→ ITEMS
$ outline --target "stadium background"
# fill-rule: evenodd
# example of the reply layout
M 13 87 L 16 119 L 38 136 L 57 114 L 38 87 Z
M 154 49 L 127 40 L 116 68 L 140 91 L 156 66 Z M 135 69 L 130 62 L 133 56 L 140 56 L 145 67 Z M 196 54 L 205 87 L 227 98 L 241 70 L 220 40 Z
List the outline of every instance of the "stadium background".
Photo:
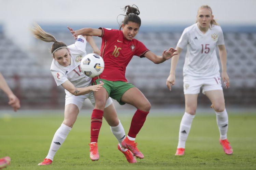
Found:
M 120 9 L 136 4 L 142 26 L 136 36 L 158 55 L 175 47 L 184 29 L 195 22 L 197 9 L 208 4 L 223 31 L 227 52 L 227 71 L 230 87 L 224 89 L 226 107 L 254 110 L 256 103 L 256 1 L 114 0 L 37 1 L 0 0 L 0 72 L 20 99 L 21 110 L 63 110 L 65 92 L 57 87 L 49 71 L 51 43 L 33 38 L 29 28 L 34 22 L 68 45 L 74 42 L 67 26 L 74 29 L 100 27 L 118 29 Z M 117 20 L 122 20 L 119 17 Z M 101 39 L 95 37 L 99 48 Z M 152 109 L 184 108 L 182 67 L 186 50 L 176 70 L 176 82 L 170 91 L 166 87 L 171 60 L 155 65 L 134 56 L 128 65 L 126 77 L 141 90 Z M 92 52 L 89 46 L 87 53 Z M 8 99 L 0 92 L 0 108 L 11 110 Z M 88 103 L 89 102 L 89 103 Z M 89 101 L 84 108 L 92 108 Z M 199 107 L 211 104 L 200 94 Z M 129 108 L 127 105 L 122 108 Z M 115 102 L 118 108 L 119 105 Z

→ WORK TO BE COMPLETED
Return all of the lines above verbatim, omitting the pictures.

→ ANSWER TO THIS TASK
$ outline --target "stadium background"
# fill-rule: evenodd
# example of the reply layout
M 13 87 L 16 119 L 38 136 L 57 114 L 38 87 Z
M 154 49 L 127 40 L 116 68 L 140 91 L 156 66 Z M 135 69 L 130 62 L 133 56 L 140 56 L 145 67 Z M 196 54 L 205 87 L 227 98 L 241 70 L 220 40 Z
List the outline of every instance of the "stadium background".
Photo:
Found:
M 120 9 L 136 4 L 142 26 L 136 36 L 158 55 L 175 47 L 184 29 L 195 22 L 197 9 L 208 4 L 223 31 L 227 52 L 227 71 L 230 87 L 224 89 L 226 107 L 254 110 L 256 103 L 256 1 L 114 0 L 37 1 L 0 0 L 0 72 L 20 99 L 21 110 L 63 110 L 65 92 L 57 87 L 49 71 L 51 43 L 33 38 L 29 28 L 34 22 L 68 45 L 74 42 L 67 26 L 74 29 L 100 27 L 118 29 Z M 117 20 L 122 20 L 119 17 Z M 101 39 L 95 37 L 99 48 Z M 152 109 L 184 108 L 182 67 L 186 50 L 176 70 L 176 82 L 170 91 L 166 87 L 171 60 L 155 65 L 134 56 L 128 65 L 126 77 L 141 90 Z M 92 52 L 89 46 L 87 53 Z M 8 99 L 0 92 L 0 108 L 11 110 Z M 88 103 L 89 102 L 89 103 Z M 89 101 L 84 108 L 92 108 Z M 199 107 L 211 104 L 200 94 Z M 129 108 L 127 105 L 122 108 Z M 115 102 L 118 108 L 119 105 Z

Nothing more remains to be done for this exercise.